Please quote the material exactly, every line of it.
BEGIN
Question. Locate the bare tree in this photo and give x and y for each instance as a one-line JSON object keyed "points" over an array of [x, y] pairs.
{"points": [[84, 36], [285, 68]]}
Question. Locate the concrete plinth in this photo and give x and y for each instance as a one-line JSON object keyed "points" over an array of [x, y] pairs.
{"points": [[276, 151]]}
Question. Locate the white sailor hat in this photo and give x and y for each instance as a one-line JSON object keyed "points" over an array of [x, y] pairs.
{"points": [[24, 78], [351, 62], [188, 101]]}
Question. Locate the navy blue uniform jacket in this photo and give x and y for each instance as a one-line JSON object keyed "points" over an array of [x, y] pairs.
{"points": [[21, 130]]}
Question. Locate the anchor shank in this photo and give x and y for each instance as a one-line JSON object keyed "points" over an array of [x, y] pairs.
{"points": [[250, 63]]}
END
● **ANSWER BELOW**
Question. Locate the bare tree in this photo and give x and y for each instance as a one-line JSON object keyed "points" over an array of [x, y] pairs.
{"points": [[84, 36], [285, 68]]}
Question. Locate the concrete plinth in this photo and give x and y for each instance as a one-line JSON object keyed "points" over an array of [x, y] pairs.
{"points": [[276, 151]]}
Question. Locate the white sailor hat in this photo and give x and y for each instance as a one-line JSON object keyed "points" over an array of [x, y] pairs.
{"points": [[24, 78], [351, 62], [188, 101]]}
Question. Locate the navy blue uniform jacket in this photo and give x and y for each instance as a one-line JSON object keyed "points" over an array of [x, y] pairs.
{"points": [[21, 130]]}
Question. Locate the anchor shank in this photo and give x and y for each instance as a one-line JSON object keyed "points" over an array of [x, y] pairs.
{"points": [[250, 63]]}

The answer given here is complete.